* **WHAT IS BEING ASKED**
Your reply should consist solely of the lines from the one containing "Target: white plastic bag" through the end of the data, restated word for word.

Point-per-instance localization data:

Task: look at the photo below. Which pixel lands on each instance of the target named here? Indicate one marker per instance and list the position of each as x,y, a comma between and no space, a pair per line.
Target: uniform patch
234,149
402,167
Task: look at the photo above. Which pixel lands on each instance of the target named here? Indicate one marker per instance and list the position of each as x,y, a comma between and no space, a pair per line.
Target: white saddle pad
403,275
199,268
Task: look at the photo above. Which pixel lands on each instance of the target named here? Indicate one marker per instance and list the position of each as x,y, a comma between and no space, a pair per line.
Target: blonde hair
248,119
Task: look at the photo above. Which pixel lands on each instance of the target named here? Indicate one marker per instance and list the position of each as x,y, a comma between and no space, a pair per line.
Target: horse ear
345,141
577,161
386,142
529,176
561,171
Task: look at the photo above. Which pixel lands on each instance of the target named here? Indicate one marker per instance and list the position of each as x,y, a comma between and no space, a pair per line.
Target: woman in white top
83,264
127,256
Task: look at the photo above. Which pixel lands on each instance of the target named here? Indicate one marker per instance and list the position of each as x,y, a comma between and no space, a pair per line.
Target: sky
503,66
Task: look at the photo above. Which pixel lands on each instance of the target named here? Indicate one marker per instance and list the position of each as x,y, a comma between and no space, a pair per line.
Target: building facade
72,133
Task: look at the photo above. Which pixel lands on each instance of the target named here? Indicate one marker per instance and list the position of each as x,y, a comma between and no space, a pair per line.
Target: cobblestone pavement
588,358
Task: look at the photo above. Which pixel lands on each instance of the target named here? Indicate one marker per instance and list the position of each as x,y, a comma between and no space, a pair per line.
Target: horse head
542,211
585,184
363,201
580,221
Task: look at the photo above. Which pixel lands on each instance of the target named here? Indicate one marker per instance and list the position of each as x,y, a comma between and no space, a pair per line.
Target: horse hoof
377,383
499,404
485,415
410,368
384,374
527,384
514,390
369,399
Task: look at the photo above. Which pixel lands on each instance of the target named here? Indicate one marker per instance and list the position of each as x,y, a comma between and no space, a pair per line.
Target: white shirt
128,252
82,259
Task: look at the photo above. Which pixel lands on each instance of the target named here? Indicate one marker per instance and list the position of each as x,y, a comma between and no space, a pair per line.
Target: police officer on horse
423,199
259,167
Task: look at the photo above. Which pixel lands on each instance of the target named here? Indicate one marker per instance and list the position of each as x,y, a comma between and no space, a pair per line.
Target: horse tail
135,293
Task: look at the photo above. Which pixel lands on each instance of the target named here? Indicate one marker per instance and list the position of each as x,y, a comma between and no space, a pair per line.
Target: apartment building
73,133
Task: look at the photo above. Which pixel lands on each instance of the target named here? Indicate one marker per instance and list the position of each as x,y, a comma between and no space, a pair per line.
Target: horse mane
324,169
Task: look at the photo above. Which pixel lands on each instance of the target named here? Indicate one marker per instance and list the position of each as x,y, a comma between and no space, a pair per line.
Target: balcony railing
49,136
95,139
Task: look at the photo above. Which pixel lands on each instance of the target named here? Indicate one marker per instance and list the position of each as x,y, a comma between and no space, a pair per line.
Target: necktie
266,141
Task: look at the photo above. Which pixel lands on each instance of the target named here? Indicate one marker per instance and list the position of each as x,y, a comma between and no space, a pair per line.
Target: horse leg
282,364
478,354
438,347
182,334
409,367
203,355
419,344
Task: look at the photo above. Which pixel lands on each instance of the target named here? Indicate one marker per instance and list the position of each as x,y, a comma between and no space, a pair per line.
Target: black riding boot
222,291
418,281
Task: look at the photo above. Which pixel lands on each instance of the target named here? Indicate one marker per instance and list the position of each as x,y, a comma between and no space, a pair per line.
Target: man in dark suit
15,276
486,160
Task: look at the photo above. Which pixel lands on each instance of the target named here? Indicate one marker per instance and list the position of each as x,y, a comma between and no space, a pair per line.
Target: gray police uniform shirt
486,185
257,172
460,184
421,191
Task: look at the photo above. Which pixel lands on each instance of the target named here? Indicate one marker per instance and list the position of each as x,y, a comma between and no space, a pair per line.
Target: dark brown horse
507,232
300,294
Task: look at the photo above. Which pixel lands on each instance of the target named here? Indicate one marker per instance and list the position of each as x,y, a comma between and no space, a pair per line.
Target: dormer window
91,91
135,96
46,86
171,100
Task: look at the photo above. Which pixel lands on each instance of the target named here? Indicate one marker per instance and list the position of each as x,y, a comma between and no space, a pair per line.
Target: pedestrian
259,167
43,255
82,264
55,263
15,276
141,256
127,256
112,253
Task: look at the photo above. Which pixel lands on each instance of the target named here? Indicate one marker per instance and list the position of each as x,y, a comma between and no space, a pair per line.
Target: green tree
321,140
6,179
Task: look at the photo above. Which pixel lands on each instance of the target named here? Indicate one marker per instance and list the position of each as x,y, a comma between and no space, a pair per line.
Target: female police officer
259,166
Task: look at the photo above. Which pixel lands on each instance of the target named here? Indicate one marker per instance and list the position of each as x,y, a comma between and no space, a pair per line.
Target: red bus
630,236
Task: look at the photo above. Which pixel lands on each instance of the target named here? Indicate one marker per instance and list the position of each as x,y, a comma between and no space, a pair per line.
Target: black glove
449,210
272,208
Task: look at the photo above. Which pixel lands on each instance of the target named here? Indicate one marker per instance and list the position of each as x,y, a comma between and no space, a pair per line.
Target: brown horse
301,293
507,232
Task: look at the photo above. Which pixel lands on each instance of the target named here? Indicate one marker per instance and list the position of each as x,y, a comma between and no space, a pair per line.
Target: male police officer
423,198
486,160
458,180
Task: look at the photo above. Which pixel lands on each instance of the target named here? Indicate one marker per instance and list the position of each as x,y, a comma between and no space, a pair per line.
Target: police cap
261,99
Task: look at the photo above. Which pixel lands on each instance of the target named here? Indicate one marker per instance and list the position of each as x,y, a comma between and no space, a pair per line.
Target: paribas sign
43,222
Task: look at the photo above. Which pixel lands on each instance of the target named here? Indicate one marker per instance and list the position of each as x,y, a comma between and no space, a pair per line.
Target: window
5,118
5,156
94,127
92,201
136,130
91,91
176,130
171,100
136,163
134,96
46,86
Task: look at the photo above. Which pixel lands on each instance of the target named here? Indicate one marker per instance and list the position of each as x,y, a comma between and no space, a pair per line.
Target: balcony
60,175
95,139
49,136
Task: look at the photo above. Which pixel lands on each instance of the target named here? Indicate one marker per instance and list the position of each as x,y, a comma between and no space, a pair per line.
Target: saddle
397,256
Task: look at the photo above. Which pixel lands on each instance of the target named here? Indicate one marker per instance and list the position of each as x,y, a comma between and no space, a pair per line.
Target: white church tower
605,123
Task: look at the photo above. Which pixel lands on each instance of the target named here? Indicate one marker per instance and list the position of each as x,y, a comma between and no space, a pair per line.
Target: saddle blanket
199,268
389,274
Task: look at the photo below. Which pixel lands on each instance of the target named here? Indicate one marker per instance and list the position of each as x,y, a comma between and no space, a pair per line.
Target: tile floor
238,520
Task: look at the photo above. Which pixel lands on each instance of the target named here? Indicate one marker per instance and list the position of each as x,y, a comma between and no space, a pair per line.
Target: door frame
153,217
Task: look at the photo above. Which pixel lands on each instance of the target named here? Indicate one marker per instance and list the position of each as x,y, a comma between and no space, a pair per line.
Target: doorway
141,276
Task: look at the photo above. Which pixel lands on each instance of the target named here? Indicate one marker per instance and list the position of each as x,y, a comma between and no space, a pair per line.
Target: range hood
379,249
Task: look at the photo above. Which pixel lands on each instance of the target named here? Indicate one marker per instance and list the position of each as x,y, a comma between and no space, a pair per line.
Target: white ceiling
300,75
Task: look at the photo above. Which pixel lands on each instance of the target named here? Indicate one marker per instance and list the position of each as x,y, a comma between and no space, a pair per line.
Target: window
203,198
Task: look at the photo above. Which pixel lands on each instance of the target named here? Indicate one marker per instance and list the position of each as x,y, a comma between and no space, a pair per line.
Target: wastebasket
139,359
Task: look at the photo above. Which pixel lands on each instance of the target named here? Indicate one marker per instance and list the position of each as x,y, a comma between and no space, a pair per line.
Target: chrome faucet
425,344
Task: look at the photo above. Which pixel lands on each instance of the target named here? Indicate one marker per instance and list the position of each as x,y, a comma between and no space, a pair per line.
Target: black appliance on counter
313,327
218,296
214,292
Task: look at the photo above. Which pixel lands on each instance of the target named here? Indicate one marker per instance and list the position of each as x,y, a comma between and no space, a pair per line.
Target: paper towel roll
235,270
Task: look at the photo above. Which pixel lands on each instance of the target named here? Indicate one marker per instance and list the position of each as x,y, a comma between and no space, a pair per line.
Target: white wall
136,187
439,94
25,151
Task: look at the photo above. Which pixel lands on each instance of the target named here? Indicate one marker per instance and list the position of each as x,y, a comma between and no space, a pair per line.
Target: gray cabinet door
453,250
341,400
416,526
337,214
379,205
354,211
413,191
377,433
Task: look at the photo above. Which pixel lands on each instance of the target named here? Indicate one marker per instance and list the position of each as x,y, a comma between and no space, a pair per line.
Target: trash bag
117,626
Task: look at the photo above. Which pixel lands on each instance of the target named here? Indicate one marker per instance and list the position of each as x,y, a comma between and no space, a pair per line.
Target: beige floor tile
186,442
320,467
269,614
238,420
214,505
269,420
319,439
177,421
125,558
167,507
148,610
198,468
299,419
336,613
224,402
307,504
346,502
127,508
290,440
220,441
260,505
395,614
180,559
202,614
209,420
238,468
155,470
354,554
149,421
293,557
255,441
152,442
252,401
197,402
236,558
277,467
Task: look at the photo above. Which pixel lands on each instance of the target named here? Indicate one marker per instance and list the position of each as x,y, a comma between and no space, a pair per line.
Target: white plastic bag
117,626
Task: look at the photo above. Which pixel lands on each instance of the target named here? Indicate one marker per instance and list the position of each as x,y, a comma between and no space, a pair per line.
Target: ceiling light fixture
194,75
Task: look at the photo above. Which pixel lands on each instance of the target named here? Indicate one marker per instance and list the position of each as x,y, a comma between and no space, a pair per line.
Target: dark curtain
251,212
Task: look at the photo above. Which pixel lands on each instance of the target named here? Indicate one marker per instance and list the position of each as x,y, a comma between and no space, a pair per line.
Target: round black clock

* **COMPLETED TASK**
Target: white plastic bag
117,626
Task: look at the photo above. Which pixel lands on each instance of the target named here? Indicate one marker per instance and list the position of each as x,y, a comma between and no space, a pair per line.
Target: ceiling light fixture
194,75
Task: look at the photo above. Which pixel lands on each instance of the target named here? Indicate one marker per instance and list the position of each as x,y, a comma between and no space, a pair per line.
Target: dark curtain
251,212
Task: look at the photo above. Which pixel lands on each instance of the target named here? Indicate one marker per instance and list the position of each as x,y, a comma between and no space, a pair per line.
Target: round black clock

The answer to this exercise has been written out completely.